Seni dalam gambar ilsutrasi vespa. Foto: contoh seni. |
SESUNGGUHNYA, seni hadir untuk apa dan kepada siapa? Itulah keresahan penulis ketika menyaksikan aneka ekspresi seni yang kadang menyebabkan terwujudnya sejumlah interpretasi subjektif dari beberapa kalangan yang merasa otoritatif dalam menerjemahkan “hak paten” atas kreasi dan imajinasi “pengada” seni.
Ruang “ada” yang terintegrasi dalam diri kreator seni sebagai “pengada” seakan terpisah ketika interpretasi bahasa karyanya diterjemahkan oleh yang “merasa berhak” itu. Di sini, maksud dan tujuan pencipta seni bercerai.

**Baris Ditampilkan**
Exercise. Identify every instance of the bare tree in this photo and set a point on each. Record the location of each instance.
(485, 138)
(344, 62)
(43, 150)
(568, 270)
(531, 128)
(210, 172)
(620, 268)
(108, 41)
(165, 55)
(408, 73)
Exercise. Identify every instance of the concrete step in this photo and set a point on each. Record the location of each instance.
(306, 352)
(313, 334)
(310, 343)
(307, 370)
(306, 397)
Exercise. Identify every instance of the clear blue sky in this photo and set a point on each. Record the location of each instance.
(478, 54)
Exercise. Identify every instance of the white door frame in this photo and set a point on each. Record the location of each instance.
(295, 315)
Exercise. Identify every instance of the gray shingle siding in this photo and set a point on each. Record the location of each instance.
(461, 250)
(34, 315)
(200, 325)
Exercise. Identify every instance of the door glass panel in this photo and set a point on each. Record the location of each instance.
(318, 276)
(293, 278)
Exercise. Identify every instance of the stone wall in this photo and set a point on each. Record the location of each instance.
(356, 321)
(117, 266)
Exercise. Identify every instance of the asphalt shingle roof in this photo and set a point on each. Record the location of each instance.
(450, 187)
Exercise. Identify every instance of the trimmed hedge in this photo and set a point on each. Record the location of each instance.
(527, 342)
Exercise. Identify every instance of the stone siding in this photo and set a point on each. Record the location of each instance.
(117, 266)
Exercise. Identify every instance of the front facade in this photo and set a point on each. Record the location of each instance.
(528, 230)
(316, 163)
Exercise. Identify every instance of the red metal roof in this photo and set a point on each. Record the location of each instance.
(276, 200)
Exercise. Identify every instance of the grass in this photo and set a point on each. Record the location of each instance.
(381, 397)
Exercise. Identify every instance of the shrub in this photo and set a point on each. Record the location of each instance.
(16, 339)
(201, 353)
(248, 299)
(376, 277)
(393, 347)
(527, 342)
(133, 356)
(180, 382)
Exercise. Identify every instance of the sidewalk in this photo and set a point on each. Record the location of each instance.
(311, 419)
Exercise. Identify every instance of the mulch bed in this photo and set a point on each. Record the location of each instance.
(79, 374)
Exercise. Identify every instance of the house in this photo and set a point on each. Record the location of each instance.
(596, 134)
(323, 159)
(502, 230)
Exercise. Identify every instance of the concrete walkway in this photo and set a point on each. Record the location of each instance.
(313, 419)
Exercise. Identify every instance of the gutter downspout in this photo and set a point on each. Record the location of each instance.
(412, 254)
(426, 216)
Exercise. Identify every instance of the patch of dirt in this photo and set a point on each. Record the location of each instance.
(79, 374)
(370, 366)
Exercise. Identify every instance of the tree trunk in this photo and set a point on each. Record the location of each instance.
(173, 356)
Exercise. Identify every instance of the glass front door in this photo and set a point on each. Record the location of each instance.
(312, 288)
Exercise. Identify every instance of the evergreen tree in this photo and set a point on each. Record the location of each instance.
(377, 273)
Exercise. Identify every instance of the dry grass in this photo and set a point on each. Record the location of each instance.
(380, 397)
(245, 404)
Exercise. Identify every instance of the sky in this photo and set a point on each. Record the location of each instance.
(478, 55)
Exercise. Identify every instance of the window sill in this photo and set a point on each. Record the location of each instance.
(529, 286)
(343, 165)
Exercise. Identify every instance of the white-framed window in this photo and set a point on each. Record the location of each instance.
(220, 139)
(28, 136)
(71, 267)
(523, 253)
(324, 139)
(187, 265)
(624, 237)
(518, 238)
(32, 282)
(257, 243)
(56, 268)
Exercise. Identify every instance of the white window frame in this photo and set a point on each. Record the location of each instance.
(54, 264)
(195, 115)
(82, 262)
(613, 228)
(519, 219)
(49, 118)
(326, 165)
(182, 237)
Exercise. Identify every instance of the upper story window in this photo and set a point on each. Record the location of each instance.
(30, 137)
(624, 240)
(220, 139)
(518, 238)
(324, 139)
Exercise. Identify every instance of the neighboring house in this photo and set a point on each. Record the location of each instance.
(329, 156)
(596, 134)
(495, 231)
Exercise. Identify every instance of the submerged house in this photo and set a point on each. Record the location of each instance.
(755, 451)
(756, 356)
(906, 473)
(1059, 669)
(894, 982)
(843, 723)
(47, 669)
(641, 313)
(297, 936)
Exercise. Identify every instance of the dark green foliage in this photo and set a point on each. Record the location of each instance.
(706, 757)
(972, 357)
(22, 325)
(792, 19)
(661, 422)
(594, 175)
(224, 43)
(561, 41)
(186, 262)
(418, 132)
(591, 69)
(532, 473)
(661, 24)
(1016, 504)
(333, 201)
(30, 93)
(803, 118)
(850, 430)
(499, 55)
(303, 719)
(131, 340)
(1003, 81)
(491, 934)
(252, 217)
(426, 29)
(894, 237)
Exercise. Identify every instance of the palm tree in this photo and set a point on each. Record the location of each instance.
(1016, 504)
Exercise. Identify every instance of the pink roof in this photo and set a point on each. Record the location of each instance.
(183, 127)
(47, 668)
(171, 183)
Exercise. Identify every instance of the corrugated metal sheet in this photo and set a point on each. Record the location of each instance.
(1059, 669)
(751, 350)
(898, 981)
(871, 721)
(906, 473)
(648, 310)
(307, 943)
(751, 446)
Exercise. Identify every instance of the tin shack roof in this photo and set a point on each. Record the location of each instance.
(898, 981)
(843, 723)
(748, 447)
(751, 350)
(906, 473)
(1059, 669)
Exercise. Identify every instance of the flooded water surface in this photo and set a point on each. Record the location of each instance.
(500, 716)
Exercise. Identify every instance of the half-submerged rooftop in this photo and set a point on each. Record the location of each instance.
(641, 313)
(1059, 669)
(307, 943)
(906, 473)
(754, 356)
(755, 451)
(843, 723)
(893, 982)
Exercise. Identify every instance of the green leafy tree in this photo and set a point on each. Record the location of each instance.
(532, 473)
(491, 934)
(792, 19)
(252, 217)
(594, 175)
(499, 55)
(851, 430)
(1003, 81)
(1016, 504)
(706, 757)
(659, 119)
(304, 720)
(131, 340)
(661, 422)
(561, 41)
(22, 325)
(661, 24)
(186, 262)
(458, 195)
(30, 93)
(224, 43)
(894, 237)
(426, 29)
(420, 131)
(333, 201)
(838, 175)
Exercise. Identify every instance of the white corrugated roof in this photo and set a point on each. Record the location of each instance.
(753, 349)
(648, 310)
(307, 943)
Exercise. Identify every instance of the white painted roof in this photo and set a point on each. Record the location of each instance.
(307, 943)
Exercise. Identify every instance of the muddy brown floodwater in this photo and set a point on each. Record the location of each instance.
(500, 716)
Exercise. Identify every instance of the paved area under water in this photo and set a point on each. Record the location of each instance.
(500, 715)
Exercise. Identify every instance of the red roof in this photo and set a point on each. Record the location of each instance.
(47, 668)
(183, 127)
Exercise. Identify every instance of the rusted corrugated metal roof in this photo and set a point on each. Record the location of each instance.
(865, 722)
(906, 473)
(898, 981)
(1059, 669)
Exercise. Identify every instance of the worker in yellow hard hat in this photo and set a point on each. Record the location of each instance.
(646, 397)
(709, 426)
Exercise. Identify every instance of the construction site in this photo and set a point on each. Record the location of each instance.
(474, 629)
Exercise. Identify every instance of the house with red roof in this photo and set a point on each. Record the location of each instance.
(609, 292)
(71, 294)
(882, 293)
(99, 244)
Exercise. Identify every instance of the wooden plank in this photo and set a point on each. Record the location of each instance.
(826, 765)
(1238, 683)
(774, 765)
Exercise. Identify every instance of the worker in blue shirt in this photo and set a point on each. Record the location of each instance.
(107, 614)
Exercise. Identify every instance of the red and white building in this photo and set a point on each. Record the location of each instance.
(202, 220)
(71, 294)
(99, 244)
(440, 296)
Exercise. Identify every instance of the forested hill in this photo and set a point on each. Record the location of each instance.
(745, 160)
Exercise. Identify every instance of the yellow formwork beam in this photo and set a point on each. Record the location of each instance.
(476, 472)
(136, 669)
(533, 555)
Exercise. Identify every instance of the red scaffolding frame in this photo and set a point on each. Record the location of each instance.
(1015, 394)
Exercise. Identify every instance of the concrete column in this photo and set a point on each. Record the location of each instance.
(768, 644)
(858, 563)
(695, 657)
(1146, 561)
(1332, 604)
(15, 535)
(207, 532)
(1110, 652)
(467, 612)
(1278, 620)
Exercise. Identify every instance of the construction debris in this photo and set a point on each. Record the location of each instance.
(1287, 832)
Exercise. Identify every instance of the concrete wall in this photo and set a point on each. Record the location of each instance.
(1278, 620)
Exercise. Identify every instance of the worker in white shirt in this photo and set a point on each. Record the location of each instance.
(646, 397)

**Tugas Tertulis**
Tolong tentukan apakah tiap pernyataan berikut sesuai dengan teks halaman, lalu jawab ya atau tidak disertai kutipan kata penentu dari teks halaman: (a) Penulis merasa resah saat menyaksikan aneka ekspresi seni. (b) Maksud dan tujuan pencipta seni tetap menyatu ketika karyanya diterjemahkan oleh pihak yang "merasa berhak". (c) Kreator seni disebut sebagai "pengada".

**Jawaban Tugas**
(a) Ya: "Itulah keresahan penulis ketika menyaksikan aneka ekspresi seni"
(b) Tidak: "Di sini, maksud dan tujuan pencipta seni bercerai."
(c) Ya: "Ruang “ada” yang terintegrasi dalam diri kreator seni sebagai “pengada”"